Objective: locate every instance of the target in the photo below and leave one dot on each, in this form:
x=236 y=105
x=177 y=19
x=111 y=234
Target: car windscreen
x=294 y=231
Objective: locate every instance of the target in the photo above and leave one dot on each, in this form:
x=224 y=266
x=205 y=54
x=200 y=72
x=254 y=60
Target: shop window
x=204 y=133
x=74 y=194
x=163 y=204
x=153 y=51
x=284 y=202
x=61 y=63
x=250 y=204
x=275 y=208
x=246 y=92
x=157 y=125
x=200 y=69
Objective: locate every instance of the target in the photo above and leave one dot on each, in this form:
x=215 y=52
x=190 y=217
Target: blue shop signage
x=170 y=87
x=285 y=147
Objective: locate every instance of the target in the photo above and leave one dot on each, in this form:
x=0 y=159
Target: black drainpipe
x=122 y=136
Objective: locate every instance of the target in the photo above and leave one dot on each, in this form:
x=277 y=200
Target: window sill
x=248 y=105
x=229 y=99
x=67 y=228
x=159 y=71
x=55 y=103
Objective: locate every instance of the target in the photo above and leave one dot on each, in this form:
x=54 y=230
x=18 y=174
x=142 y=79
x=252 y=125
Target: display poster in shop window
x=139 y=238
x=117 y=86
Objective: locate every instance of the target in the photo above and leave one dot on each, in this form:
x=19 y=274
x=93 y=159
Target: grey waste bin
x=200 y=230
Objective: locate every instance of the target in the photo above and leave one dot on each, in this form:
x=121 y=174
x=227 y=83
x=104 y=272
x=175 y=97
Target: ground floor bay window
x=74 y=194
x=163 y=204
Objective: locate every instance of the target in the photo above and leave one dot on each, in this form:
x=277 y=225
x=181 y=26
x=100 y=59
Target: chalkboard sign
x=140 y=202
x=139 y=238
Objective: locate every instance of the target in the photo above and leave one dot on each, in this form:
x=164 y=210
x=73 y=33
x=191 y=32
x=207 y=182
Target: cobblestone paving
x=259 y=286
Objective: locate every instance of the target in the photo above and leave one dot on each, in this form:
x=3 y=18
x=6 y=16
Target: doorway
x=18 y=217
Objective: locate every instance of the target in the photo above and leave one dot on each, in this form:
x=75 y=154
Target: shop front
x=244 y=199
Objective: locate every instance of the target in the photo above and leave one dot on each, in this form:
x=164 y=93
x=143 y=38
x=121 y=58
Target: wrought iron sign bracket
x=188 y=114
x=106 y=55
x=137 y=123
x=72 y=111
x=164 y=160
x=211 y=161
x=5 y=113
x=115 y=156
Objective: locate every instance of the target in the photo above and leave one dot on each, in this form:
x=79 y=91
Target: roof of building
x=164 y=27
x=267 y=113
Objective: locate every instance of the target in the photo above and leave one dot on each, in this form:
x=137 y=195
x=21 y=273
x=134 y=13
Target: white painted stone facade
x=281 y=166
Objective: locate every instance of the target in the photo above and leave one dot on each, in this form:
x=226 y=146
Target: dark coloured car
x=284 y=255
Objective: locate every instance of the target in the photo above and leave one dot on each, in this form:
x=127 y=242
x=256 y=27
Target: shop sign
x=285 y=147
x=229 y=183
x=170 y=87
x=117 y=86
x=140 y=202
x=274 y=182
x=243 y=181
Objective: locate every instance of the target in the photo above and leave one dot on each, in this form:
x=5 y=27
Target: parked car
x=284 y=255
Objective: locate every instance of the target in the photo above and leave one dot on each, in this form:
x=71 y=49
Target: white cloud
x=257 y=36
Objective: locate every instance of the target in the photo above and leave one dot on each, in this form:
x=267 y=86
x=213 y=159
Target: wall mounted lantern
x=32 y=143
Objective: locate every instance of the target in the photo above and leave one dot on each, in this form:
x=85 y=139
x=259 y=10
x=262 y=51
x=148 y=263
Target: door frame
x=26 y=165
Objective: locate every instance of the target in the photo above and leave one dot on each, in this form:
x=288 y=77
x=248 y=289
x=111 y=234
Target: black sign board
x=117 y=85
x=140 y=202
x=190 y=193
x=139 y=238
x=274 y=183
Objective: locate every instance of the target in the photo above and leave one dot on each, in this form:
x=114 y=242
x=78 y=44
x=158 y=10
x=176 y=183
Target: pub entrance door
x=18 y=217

◆ Prompt: Retyping every line above exactly is all that is needed.

◆ Expected output:
Objective: locate every instance of the target in the photo below and leave one dot on each, in this form:
x=236 y=105
x=177 y=19
x=111 y=234
Target: car windscreen
x=294 y=231
Objective: locate every instance of the target in the photo above and leave one dot on each, in this form:
x=224 y=266
x=205 y=54
x=200 y=72
x=254 y=60
Target: shop window
x=204 y=133
x=74 y=194
x=163 y=204
x=153 y=51
x=284 y=202
x=61 y=63
x=250 y=204
x=275 y=208
x=246 y=92
x=157 y=125
x=200 y=69
Objective: locate every instance of the target in the photo above and leave one dot on each, in this form:
x=215 y=52
x=190 y=217
Target: blue shop signage
x=170 y=87
x=285 y=147
Objective: locate every instance of the target in the photo above and leave one dot on each, in this form:
x=0 y=159
Target: black drainpipe
x=122 y=136
Objective: locate every instance of the target in the photo above and leave one dot on each, in this form:
x=277 y=200
Target: window sill
x=248 y=105
x=229 y=99
x=67 y=228
x=159 y=71
x=55 y=103
Objective: locate every instance of the target in the photo above and leave one dot on each, in this form:
x=54 y=230
x=18 y=174
x=142 y=79
x=252 y=125
Target: display poster in shop window
x=139 y=238
x=117 y=86
Objective: locate every instance of the target in the photo above and leave one dot on each, in this form:
x=19 y=274
x=93 y=159
Target: grey waste bin
x=200 y=230
Objective: locate every instance of the target in the photo above and leave one dot on each, in this form:
x=121 y=174
x=227 y=83
x=104 y=272
x=175 y=97
Target: ground floor bay window
x=74 y=194
x=163 y=204
Objective: locate every instance of the target in the photo above and leave one dot on each, in this form:
x=277 y=225
x=181 y=26
x=100 y=59
Target: chalkboard sign
x=140 y=202
x=139 y=238
Objective: locate every instance of the target in the photo above and leave one dot on each, in this form:
x=164 y=210
x=73 y=33
x=191 y=32
x=207 y=182
Target: cobblestone paving
x=259 y=286
Objective: locate every instance of the target in the photo above and leave one dot on each, in this form:
x=3 y=18
x=6 y=16
Target: doorway
x=18 y=217
Objective: locate every instance of the target in the photo above and leave one dot on each, in this form:
x=75 y=154
Target: shop front
x=244 y=199
Objective: locate every instance of the target in the photo above and leave one dot on each, in this form:
x=164 y=93
x=143 y=38
x=121 y=58
Target: wrought iron sign bracket
x=188 y=114
x=106 y=55
x=137 y=123
x=72 y=111
x=164 y=160
x=211 y=161
x=5 y=113
x=115 y=156
Objective: locate every instance of the target in the photo above and leave one dot on each, in this form:
x=79 y=91
Target: roof of building
x=164 y=27
x=267 y=113
Objective: locate every instance of the target in the photo above and leave one dot on each, in this form:
x=137 y=195
x=21 y=273
x=134 y=13
Target: white painted stone facade
x=281 y=166
Objective: locate every instance of the target in the photo above and leave one dot on each, in this form:
x=226 y=146
Target: dark coloured car
x=284 y=255
Objective: locate every instance of the target in the photo above and leave one dot on each, in this form:
x=127 y=242
x=256 y=27
Target: shop sign
x=285 y=147
x=229 y=183
x=170 y=87
x=117 y=86
x=140 y=202
x=274 y=182
x=243 y=181
Objective: locate every instance of the target in the photo above and leave one dot on each, in this form:
x=5 y=27
Target: parked car
x=284 y=255
Objective: locate every instance of the target in the photo above and leave one dot on each, in this form:
x=71 y=49
Target: white cloud
x=257 y=36
Objective: locate every instance of the target in the photo above and leave one dot on each, in this form:
x=267 y=86
x=213 y=159
Target: wall mounted lantern
x=32 y=143
Objective: locate every instance of the target in the photo above and leave one dot on each, in this form:
x=85 y=139
x=259 y=10
x=262 y=51
x=148 y=263
Target: door frame
x=26 y=165
Objective: locate every instance of the target in the photo above and leave one dot on each, in this form:
x=288 y=77
x=248 y=289
x=111 y=234
Target: black sign board
x=117 y=85
x=140 y=202
x=190 y=193
x=139 y=238
x=274 y=183
Objective: locate every instance of the target in the photo above and leave one dot on each, in this form:
x=114 y=242
x=78 y=44
x=158 y=10
x=176 y=183
Target: pub entrance door
x=18 y=217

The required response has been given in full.